**DIRECTIONS:**
Nothing before the line containing "Note: in this drill we tag each instance of the second-story" belongs in the answer; quote that line and all lines after it through the end of the material, word for word.
* Begin RECORDS FOR THIS TASK *
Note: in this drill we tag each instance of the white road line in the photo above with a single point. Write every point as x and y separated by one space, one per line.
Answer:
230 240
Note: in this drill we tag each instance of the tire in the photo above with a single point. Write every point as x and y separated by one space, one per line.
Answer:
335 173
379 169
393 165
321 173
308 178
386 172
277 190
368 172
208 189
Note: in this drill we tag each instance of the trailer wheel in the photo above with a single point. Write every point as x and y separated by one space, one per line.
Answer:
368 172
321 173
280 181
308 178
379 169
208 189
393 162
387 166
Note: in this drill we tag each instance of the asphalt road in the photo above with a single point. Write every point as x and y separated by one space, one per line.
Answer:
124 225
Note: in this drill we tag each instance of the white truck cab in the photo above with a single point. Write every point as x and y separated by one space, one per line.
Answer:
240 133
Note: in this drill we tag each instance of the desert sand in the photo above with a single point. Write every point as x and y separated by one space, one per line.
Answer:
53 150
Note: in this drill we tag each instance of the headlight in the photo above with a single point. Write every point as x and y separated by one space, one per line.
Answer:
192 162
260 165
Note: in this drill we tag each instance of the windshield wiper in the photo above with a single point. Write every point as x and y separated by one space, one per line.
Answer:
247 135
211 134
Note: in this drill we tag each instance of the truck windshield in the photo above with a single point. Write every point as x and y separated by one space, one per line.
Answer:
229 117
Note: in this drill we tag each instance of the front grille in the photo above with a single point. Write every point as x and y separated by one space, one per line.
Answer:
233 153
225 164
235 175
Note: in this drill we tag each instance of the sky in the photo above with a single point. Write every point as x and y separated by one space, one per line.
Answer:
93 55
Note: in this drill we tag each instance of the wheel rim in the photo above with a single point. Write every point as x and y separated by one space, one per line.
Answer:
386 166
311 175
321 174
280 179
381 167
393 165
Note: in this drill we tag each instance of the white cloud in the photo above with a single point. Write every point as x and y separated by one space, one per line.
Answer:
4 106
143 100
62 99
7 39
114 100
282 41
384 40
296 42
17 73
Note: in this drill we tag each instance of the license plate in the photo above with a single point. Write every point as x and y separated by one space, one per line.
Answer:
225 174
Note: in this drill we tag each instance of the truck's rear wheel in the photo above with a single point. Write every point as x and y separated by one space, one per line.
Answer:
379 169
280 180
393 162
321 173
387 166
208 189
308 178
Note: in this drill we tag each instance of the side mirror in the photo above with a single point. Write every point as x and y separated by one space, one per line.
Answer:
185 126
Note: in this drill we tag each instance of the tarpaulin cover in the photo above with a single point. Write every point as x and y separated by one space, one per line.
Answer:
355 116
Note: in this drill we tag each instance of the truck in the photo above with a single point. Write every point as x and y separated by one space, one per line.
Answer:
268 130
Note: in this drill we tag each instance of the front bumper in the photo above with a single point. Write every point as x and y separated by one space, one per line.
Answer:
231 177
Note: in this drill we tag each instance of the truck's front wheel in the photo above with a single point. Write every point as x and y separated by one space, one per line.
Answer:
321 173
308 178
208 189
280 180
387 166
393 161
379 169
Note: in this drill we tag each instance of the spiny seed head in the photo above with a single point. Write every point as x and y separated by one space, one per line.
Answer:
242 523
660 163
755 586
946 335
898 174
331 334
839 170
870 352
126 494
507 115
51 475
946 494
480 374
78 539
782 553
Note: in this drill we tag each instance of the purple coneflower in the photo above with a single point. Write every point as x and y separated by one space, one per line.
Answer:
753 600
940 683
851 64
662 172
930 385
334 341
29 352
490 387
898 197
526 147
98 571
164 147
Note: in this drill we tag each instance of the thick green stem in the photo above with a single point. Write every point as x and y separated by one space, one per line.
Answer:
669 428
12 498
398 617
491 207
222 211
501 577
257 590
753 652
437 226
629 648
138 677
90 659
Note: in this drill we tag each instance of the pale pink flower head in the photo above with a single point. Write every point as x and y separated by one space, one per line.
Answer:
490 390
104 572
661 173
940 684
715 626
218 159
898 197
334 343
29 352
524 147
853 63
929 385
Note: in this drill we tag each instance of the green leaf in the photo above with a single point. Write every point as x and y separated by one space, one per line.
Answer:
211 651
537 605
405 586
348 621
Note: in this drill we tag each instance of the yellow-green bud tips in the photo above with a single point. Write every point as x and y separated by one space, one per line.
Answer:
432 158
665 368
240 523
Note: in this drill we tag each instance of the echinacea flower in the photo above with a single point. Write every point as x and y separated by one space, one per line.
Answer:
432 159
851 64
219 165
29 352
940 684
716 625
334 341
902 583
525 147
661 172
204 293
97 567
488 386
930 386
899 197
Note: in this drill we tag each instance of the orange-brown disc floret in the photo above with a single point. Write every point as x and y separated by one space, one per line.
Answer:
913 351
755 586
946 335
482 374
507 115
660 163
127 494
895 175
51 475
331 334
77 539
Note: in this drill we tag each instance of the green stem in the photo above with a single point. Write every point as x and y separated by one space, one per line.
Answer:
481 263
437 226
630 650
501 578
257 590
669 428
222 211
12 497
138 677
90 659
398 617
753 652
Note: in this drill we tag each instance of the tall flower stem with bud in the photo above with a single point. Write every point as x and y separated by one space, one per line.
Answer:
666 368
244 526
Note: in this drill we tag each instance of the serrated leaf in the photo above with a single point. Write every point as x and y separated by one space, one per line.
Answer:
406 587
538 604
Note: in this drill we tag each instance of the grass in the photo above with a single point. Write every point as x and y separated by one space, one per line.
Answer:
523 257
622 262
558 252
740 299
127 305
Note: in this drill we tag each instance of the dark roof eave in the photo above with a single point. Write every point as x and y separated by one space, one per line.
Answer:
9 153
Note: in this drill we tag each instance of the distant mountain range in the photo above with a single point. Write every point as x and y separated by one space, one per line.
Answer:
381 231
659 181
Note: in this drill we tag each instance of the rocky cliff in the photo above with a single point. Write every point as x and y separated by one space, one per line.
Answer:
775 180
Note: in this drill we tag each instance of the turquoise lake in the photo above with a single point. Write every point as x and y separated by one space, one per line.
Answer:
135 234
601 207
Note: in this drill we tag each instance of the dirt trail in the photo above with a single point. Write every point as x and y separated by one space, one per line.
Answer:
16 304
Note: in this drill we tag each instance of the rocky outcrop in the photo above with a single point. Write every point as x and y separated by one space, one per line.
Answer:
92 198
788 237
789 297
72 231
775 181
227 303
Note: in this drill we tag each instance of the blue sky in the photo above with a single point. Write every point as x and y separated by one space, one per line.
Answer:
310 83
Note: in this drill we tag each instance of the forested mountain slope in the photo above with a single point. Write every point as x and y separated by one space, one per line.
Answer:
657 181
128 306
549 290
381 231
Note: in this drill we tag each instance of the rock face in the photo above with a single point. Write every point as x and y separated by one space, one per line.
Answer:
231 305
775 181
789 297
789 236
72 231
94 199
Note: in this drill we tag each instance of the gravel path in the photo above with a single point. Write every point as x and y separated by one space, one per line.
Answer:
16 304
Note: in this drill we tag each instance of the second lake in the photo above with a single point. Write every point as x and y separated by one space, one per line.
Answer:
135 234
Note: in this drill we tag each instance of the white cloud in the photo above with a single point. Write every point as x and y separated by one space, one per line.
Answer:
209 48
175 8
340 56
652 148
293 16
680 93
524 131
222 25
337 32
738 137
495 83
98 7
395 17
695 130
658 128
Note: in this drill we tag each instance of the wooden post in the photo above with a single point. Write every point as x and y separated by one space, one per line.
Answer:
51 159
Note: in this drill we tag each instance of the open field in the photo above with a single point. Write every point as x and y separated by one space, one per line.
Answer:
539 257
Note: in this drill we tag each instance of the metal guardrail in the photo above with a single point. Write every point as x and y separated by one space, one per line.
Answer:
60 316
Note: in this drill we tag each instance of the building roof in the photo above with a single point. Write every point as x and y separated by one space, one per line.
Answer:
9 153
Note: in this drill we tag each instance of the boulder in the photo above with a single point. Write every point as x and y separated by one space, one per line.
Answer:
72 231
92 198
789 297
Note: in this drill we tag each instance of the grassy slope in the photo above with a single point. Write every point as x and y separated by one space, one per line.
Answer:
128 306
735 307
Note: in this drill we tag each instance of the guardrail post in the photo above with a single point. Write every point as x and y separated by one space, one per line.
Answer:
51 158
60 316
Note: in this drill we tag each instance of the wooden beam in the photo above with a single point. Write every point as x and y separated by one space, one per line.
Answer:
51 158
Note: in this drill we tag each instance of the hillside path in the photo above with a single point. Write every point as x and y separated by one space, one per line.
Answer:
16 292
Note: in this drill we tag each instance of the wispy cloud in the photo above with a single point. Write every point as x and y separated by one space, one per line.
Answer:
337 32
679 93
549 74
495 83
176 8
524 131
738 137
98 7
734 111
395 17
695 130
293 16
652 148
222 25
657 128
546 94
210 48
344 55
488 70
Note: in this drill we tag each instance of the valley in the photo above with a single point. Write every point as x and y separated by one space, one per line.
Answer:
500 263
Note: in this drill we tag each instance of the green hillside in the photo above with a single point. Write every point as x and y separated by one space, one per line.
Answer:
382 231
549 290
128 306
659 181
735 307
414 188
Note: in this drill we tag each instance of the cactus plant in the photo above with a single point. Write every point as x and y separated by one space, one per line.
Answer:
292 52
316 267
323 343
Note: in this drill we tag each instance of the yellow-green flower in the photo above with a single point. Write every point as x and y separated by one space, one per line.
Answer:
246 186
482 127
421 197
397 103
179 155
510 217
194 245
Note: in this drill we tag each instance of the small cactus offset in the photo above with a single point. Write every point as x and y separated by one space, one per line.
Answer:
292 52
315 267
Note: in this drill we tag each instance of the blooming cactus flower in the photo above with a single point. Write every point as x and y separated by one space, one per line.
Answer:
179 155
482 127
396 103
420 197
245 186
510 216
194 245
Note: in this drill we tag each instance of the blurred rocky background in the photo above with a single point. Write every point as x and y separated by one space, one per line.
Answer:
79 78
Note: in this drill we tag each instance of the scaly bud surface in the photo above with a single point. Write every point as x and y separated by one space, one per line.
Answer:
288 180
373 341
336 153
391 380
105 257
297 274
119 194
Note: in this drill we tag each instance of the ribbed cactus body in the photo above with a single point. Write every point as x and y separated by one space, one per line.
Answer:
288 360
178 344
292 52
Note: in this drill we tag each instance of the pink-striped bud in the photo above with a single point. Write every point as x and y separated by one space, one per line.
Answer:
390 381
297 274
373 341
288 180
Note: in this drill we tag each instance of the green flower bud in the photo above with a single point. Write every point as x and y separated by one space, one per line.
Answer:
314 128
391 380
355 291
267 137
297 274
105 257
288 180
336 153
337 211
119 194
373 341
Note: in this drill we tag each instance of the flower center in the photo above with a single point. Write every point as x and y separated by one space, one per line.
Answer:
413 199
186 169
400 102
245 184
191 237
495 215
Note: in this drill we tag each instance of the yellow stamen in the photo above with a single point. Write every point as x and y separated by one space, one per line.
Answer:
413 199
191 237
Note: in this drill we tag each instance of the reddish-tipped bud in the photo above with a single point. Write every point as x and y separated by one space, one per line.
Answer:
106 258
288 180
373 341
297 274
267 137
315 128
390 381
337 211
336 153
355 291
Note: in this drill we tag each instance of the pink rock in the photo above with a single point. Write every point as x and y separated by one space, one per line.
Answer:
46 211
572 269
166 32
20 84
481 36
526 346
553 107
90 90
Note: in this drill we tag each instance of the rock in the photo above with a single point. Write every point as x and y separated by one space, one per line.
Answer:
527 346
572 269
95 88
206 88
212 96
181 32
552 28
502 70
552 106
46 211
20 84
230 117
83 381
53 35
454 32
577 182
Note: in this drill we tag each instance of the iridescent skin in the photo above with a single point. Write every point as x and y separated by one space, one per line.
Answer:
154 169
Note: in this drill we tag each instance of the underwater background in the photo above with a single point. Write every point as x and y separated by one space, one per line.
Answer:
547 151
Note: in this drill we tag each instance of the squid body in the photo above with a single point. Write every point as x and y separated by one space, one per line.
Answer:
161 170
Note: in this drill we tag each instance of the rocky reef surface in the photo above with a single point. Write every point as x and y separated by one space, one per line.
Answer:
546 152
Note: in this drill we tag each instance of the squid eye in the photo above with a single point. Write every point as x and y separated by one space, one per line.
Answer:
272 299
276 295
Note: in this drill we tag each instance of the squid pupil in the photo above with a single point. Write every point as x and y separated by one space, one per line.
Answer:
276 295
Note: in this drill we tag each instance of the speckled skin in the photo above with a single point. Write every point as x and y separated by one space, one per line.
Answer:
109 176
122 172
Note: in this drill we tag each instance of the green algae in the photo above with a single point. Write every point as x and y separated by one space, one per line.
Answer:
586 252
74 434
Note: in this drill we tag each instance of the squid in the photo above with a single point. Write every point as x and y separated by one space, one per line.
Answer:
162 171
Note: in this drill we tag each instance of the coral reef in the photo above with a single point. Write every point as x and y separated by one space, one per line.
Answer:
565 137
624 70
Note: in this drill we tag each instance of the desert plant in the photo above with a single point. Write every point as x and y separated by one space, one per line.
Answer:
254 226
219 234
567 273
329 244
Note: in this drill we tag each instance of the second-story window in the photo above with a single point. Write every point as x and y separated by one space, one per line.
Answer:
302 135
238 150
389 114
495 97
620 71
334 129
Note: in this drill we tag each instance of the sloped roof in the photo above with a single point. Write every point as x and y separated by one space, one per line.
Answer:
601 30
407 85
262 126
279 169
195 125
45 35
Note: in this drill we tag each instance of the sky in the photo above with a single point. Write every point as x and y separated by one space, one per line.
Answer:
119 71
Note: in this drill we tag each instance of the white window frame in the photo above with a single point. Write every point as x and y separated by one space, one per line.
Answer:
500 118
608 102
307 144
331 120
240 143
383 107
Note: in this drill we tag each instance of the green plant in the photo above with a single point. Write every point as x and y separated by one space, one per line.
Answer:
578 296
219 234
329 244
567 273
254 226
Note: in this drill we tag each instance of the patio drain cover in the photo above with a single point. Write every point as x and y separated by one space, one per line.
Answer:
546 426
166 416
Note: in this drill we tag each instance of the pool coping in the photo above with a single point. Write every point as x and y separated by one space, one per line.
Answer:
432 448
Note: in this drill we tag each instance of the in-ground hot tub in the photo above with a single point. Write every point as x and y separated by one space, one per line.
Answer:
* End RECORDS FOR THIS TASK *
**RESULT FOR THIS TASK:**
Note: in this drill we tag each instance of the second-story window in the photo above with a single point. Write every point as x and y separated by one space, one per line.
Answer:
302 135
238 150
389 114
495 97
620 71
334 129
Note: in this drill we tag each instance of the sloped roof in the photo above with a single point. Write every point as x and y separated by one space, one per line.
Answer:
601 30
407 85
262 126
279 169
195 125
45 35
Note: in this drill we tag each instance of the sky in the photo above with a single point. Write every point as x and y separated by one space, one per line.
Answer:
119 71
Note: in this drill we tag each instance of the white window frame in the photo above with a single point. Write every point as x and y separated by one space, one per line.
Answer:
500 118
608 102
307 144
331 120
240 143
383 107
Note: in this drill we tag each instance of the green plant in the photo above with a single point. Write every point as x and y separated by one space, one per line.
Answer:
578 296
219 234
329 244
567 273
254 226
Note: in this drill we tag each instance of the patio drain cover in the photo above with a single point. Write every point as x and y separated by one space, one per line.
Answer:
546 426
166 416
Note: in this drill we tag each instance of the pool coping in the photo above with a single point. Write every point as x and y separated by one space, one per line.
Answer:
432 448
Note: in this drill we tag each instance of the in-ground hot tub in the photo above with a single point. Write every point as x and y separated by one space, one per line.
Answer:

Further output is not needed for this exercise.